* **EXERCISE REQUIREMENTS**
What is needed is the number of lines below that contain the string "window", with no other text.

* **RECORDS FOR THE TASK**
- - - - - - -

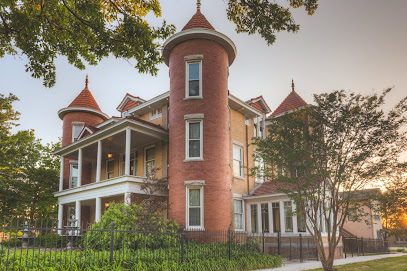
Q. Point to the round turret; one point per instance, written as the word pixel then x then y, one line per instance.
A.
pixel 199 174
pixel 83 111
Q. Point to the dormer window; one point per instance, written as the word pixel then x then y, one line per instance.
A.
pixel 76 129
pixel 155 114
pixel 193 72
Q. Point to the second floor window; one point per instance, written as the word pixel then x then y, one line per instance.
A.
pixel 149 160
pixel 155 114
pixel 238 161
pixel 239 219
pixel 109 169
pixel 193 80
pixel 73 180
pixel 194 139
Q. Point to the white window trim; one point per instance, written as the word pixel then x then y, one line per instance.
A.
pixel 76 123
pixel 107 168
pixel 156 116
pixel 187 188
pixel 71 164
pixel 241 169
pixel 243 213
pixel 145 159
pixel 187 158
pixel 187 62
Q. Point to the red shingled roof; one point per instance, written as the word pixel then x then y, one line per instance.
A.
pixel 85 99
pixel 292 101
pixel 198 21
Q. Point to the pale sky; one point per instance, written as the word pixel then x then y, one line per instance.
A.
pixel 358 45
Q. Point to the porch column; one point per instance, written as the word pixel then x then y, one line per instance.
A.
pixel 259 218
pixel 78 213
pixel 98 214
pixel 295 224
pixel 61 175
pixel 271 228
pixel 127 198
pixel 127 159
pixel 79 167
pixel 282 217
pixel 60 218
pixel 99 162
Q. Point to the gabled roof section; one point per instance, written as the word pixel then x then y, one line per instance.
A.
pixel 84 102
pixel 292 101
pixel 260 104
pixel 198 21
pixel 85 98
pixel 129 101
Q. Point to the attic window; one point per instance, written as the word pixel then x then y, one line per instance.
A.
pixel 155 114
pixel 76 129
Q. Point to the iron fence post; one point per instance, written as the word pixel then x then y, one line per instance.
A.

- - - - - - -

* **SOLUTION**
4